* TASK REQUIREMENTS *
Extract every line in the items below that contains the word "black".

* DATASET RECORDS *
************
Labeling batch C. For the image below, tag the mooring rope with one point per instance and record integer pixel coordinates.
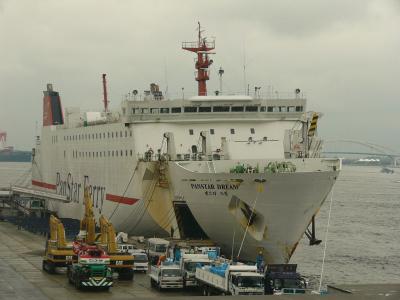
(259, 190)
(326, 242)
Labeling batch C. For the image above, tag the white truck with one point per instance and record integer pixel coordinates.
(126, 248)
(230, 279)
(168, 275)
(188, 264)
(155, 248)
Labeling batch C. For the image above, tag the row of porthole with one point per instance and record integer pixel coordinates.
(232, 130)
(100, 154)
(219, 109)
(93, 136)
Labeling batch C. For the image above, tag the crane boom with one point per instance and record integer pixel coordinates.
(108, 235)
(88, 224)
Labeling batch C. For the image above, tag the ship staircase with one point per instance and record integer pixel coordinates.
(162, 177)
(187, 224)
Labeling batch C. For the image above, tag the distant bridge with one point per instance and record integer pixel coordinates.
(374, 150)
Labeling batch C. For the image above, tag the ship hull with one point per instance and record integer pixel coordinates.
(283, 205)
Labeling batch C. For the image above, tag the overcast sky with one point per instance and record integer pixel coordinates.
(345, 55)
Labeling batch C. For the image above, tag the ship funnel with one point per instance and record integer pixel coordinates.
(52, 111)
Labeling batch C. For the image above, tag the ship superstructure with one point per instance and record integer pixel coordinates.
(240, 170)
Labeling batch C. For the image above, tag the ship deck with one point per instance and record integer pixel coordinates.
(21, 277)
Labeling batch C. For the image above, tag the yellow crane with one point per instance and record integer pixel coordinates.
(58, 252)
(119, 262)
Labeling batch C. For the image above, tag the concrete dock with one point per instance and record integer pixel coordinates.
(21, 277)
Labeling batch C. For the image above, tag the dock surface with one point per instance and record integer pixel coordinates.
(21, 277)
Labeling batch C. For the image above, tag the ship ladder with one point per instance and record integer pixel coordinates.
(162, 178)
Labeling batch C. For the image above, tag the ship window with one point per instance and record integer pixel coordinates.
(299, 108)
(237, 108)
(190, 109)
(175, 110)
(205, 109)
(251, 108)
(221, 109)
(164, 110)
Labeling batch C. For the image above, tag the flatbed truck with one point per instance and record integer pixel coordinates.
(167, 275)
(230, 279)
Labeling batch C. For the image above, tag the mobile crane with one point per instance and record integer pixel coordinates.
(122, 263)
(92, 268)
(58, 252)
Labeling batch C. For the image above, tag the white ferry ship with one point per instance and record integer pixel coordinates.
(243, 171)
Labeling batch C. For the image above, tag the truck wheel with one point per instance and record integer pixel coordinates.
(77, 283)
(49, 267)
(69, 276)
(204, 290)
(126, 275)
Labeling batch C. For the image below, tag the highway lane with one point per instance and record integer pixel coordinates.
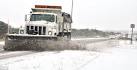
(10, 54)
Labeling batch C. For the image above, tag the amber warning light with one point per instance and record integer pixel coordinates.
(47, 6)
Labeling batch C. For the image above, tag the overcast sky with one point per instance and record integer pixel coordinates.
(99, 14)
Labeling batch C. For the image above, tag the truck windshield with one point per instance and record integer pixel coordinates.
(42, 17)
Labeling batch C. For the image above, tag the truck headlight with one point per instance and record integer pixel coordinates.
(49, 33)
(21, 31)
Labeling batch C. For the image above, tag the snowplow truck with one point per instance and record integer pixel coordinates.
(45, 22)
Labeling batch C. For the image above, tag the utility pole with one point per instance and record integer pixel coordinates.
(72, 8)
(132, 26)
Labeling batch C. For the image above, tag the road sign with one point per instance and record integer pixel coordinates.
(132, 25)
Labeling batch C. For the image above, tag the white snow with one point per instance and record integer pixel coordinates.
(2, 42)
(121, 57)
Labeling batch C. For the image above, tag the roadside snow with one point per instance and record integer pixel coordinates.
(65, 60)
(2, 42)
(121, 57)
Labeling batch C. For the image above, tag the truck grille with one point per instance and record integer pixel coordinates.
(34, 30)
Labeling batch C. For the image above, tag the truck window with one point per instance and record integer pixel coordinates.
(42, 17)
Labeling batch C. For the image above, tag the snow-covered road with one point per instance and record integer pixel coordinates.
(117, 55)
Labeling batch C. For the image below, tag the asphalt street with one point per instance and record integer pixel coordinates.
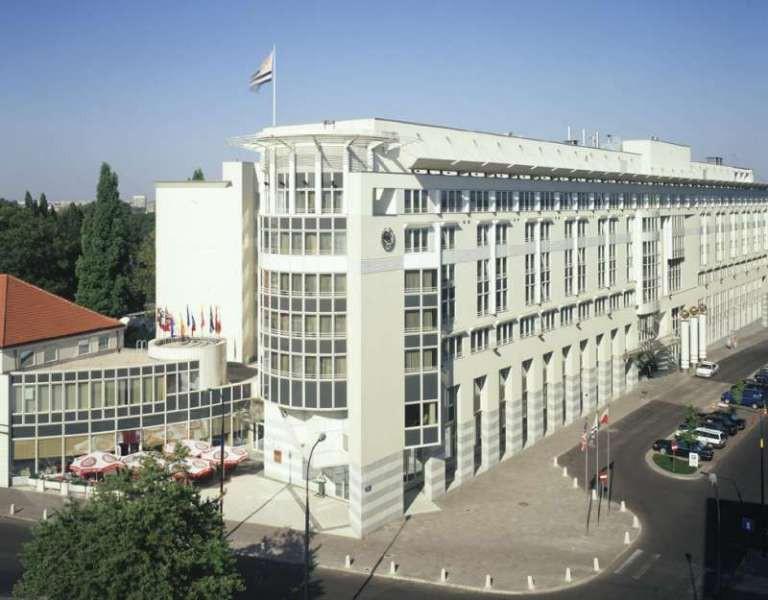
(666, 562)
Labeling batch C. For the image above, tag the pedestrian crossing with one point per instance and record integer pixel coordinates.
(637, 564)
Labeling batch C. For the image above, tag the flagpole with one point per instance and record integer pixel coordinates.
(274, 86)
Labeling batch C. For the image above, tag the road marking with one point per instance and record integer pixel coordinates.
(644, 569)
(635, 555)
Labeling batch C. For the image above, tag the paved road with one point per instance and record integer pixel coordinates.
(667, 561)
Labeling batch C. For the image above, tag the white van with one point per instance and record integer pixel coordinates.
(711, 437)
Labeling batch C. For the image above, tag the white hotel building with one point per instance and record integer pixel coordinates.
(436, 299)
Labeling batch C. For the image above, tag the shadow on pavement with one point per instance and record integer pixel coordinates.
(265, 579)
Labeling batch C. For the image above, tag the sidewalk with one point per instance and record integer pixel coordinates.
(521, 518)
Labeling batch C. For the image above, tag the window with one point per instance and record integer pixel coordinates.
(305, 192)
(478, 201)
(482, 234)
(448, 238)
(333, 183)
(528, 326)
(447, 293)
(504, 333)
(451, 201)
(501, 284)
(584, 310)
(504, 201)
(501, 234)
(103, 342)
(483, 287)
(548, 320)
(452, 347)
(417, 239)
(415, 201)
(600, 304)
(479, 339)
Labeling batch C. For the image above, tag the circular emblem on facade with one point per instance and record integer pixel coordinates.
(388, 239)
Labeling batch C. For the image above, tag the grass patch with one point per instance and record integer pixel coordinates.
(680, 465)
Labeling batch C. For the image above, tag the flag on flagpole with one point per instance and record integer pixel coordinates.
(264, 74)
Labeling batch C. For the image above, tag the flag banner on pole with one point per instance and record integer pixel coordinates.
(264, 74)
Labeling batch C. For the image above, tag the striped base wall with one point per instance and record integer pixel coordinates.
(465, 451)
(490, 437)
(535, 416)
(375, 493)
(514, 427)
(434, 478)
(555, 407)
(572, 394)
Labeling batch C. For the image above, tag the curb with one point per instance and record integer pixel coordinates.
(649, 461)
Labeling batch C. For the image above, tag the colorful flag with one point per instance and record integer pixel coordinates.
(264, 74)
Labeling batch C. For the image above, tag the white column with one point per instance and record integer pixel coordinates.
(702, 337)
(537, 263)
(684, 344)
(694, 351)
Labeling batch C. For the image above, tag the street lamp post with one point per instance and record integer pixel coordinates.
(320, 438)
(713, 481)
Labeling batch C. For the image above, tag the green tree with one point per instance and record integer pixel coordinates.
(42, 205)
(143, 537)
(103, 268)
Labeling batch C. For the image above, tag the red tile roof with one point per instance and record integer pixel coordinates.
(29, 314)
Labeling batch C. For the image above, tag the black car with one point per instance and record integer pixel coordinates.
(729, 416)
(683, 449)
(718, 421)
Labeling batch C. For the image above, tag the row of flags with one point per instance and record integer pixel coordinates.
(190, 325)
(590, 434)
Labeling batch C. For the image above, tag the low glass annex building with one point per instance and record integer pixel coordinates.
(61, 398)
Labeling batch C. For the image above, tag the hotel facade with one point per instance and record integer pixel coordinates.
(434, 300)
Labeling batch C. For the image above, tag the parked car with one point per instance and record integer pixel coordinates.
(720, 422)
(739, 422)
(706, 369)
(683, 449)
(707, 436)
(750, 396)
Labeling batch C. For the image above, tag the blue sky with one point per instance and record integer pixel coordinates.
(155, 88)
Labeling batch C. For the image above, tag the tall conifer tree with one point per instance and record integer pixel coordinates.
(103, 268)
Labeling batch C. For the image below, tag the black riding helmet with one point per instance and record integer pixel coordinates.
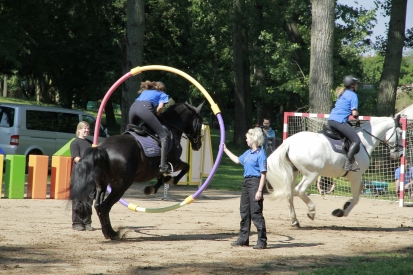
(349, 79)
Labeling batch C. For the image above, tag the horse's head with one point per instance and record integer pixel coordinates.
(394, 139)
(186, 119)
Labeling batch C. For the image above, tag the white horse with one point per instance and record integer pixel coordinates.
(311, 154)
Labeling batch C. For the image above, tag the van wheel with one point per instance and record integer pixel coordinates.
(34, 152)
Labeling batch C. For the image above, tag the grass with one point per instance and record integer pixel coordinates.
(395, 263)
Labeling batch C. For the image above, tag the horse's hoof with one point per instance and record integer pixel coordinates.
(149, 190)
(338, 213)
(311, 216)
(295, 224)
(166, 179)
(346, 205)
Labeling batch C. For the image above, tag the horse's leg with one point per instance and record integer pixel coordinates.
(356, 188)
(150, 190)
(293, 216)
(179, 165)
(105, 206)
(301, 188)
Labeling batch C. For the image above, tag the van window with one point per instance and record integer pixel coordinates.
(6, 117)
(67, 123)
(40, 120)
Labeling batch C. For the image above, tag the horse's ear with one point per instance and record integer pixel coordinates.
(198, 109)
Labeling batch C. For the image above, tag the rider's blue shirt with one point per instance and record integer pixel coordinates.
(153, 96)
(254, 162)
(347, 102)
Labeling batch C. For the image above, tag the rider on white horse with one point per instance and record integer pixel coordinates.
(346, 105)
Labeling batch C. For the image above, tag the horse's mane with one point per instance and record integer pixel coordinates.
(367, 125)
(172, 111)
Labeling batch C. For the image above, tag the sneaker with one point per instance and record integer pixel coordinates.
(78, 227)
(239, 243)
(88, 227)
(260, 246)
(165, 169)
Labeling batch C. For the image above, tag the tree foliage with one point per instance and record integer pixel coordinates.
(71, 51)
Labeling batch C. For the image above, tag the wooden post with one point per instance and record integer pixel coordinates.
(37, 177)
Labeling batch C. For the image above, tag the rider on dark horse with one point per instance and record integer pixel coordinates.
(147, 107)
(346, 105)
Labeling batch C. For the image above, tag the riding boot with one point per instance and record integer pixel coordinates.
(164, 167)
(354, 148)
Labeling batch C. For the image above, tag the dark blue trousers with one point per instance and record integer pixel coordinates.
(251, 210)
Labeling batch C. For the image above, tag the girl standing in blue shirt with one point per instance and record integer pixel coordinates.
(346, 105)
(251, 204)
(147, 107)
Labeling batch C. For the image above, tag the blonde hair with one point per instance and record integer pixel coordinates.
(160, 86)
(80, 126)
(256, 136)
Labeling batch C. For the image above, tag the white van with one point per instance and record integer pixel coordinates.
(40, 130)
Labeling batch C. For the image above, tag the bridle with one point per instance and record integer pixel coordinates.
(191, 138)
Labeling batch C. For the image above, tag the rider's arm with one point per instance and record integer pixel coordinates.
(355, 113)
(159, 108)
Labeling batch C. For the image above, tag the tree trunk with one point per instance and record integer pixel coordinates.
(135, 28)
(243, 105)
(389, 79)
(321, 60)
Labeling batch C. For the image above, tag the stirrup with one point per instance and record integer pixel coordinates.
(168, 169)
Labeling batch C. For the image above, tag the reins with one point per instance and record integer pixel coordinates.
(384, 142)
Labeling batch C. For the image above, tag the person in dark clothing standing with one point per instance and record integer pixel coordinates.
(81, 218)
(147, 107)
(251, 204)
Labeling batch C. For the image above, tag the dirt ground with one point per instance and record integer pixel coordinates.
(36, 236)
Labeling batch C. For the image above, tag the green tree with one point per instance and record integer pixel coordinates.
(393, 56)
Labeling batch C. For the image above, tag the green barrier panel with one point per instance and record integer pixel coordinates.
(14, 180)
(65, 150)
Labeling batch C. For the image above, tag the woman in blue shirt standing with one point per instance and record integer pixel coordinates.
(147, 107)
(346, 105)
(251, 204)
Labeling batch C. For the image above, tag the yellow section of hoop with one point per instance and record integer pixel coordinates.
(138, 70)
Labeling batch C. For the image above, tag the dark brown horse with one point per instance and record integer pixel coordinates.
(120, 160)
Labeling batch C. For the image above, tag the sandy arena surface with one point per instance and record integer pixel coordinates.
(36, 236)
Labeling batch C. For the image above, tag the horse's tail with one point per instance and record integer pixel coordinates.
(91, 169)
(280, 172)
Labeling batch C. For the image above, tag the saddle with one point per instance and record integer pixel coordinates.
(148, 139)
(339, 143)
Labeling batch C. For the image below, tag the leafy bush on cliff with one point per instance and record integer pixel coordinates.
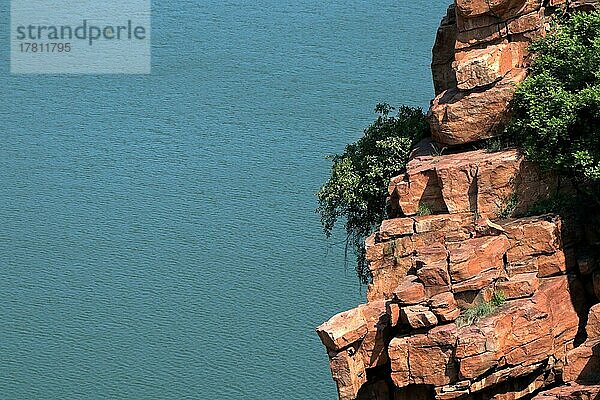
(357, 188)
(556, 120)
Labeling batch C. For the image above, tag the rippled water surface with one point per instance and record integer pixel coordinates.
(157, 233)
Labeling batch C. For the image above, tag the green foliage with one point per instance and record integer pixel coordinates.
(424, 209)
(357, 187)
(471, 315)
(556, 110)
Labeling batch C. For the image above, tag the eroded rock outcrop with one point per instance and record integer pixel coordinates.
(480, 56)
(433, 326)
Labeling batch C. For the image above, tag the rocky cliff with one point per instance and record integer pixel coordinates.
(476, 301)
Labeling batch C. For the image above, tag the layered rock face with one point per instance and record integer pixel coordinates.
(479, 58)
(472, 301)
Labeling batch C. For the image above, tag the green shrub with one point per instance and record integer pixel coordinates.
(357, 188)
(556, 110)
(471, 315)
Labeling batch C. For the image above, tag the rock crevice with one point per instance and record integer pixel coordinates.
(479, 300)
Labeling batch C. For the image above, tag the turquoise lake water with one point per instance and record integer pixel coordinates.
(157, 233)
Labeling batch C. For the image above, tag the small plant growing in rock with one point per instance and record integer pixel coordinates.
(471, 315)
(556, 110)
(356, 190)
(509, 208)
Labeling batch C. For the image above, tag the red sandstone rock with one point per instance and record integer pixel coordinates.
(444, 306)
(482, 67)
(418, 317)
(373, 345)
(348, 372)
(532, 237)
(572, 391)
(409, 291)
(459, 117)
(424, 358)
(470, 258)
(518, 286)
(343, 329)
(465, 183)
(396, 227)
(444, 76)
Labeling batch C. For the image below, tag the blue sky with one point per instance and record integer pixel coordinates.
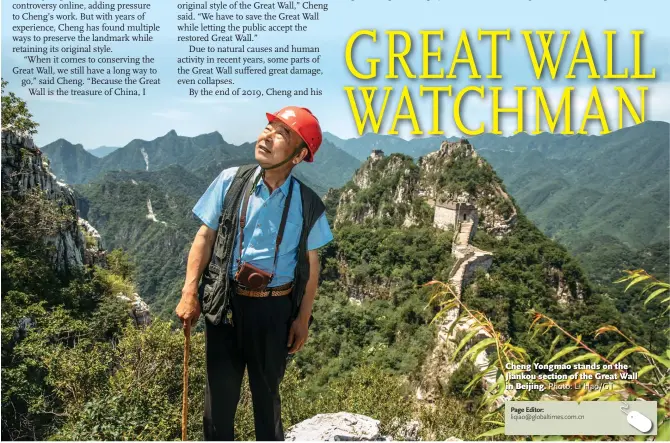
************
* RESULT *
Labeling batch C. For the image above, tag the black car with one point per instance and record integer pixel coordinates.
Labeling batch C. For the image below, tag the black riding helmet with one point per instance and record integer pixel coordinates.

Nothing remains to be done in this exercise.